=== Was verlangt wird ===
Gib bitte jede Zeile der Datensätze zurück, die das Wort „football“ enthält. Groß- und Kleinschreibung zählt.

=== Material zur Aufgabe ===
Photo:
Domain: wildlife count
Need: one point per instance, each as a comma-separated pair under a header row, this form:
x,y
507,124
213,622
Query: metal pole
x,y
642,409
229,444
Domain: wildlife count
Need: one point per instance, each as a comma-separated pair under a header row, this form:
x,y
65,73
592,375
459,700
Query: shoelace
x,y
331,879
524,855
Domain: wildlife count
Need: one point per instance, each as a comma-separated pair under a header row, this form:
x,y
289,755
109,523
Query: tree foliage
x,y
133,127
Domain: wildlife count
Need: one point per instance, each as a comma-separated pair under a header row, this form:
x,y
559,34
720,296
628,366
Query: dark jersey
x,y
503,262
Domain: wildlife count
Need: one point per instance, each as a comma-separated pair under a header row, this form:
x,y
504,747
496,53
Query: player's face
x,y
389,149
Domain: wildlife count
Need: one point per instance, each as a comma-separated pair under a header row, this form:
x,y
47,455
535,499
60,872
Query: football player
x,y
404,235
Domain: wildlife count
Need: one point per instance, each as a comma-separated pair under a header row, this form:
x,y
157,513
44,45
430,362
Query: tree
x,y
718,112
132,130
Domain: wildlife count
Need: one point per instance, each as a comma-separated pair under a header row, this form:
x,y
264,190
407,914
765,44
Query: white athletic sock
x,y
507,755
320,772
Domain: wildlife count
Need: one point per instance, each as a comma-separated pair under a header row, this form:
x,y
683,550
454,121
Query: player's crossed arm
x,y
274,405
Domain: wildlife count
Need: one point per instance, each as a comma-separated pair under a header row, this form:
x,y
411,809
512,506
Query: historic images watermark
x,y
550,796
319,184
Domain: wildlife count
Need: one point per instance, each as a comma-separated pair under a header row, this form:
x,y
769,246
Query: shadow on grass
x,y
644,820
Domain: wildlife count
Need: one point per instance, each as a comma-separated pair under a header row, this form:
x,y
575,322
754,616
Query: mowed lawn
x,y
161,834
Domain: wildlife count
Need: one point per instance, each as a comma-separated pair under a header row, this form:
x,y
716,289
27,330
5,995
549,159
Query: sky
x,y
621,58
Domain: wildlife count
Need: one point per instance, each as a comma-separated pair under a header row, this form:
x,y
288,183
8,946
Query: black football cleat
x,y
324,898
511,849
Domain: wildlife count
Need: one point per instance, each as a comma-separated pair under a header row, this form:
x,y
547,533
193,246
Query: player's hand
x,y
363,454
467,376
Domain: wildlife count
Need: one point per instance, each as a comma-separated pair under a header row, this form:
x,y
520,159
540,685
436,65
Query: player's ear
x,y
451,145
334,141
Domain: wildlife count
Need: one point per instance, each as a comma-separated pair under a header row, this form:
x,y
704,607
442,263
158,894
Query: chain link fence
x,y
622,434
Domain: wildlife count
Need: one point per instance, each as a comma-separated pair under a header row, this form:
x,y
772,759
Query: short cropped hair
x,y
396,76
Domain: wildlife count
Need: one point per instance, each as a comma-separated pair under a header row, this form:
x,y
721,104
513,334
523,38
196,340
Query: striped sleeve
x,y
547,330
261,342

==

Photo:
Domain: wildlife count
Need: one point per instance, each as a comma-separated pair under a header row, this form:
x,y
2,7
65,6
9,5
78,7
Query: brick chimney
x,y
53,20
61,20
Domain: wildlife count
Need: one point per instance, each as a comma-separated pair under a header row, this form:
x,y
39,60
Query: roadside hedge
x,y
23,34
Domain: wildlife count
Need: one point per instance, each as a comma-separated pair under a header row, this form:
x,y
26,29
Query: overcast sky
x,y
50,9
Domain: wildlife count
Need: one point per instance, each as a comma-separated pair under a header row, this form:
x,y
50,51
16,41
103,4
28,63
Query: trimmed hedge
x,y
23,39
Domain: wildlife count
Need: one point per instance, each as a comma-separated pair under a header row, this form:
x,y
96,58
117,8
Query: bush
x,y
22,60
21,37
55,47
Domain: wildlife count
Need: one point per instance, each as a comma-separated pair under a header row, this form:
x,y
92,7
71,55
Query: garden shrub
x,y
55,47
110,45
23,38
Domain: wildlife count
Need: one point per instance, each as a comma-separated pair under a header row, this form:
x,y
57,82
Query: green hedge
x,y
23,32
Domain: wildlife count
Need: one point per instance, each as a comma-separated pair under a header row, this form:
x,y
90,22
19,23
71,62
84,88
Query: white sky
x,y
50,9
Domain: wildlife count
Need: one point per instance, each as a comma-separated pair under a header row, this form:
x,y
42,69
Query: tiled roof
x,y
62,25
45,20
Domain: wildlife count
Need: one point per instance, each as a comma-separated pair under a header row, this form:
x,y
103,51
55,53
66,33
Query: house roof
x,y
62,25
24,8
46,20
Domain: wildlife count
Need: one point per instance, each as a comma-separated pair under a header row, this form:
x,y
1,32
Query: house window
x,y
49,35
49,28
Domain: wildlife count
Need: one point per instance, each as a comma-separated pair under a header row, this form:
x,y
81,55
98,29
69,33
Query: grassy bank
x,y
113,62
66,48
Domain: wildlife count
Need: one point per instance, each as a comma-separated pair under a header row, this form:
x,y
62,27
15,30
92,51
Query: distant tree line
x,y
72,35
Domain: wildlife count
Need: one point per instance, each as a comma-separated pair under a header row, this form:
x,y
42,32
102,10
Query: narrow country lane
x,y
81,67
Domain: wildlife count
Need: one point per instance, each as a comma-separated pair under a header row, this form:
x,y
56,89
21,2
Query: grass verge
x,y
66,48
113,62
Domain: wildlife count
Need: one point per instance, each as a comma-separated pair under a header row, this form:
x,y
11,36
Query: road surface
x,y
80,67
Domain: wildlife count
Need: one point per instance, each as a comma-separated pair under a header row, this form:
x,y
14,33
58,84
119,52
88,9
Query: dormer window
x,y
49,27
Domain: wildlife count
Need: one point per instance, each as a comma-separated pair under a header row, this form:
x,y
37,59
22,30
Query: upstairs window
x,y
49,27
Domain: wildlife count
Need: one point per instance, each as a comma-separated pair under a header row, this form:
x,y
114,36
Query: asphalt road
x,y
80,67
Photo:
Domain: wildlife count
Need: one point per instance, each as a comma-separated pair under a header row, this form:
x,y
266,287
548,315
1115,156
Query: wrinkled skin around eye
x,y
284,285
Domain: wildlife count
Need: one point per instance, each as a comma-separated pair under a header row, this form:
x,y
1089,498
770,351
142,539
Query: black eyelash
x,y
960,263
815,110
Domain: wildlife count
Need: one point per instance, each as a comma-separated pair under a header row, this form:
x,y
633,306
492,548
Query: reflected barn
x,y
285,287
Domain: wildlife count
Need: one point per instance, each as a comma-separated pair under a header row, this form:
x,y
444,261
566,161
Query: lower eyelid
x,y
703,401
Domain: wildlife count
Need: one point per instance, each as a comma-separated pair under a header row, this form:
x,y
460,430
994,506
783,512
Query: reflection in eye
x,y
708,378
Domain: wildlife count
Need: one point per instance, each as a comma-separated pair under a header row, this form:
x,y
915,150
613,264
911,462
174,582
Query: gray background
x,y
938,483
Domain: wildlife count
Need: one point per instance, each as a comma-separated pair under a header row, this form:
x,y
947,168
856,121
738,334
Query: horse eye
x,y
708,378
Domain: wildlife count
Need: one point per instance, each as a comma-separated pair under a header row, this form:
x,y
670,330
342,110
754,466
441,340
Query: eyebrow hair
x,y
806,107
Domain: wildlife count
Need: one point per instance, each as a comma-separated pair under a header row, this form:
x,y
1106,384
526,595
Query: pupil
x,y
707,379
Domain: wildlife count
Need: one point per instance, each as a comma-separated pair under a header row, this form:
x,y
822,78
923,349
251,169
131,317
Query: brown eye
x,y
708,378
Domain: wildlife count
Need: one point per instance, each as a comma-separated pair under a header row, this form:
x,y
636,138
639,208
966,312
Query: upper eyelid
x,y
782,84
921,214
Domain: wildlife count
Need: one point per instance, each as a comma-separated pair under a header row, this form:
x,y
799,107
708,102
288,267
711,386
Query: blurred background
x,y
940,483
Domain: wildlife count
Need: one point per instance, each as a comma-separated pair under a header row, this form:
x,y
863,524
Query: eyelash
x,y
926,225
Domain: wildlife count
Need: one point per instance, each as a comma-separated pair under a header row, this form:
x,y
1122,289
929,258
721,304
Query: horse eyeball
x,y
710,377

=== Richtige Antwort ===
Query: football player
Query: black football cleat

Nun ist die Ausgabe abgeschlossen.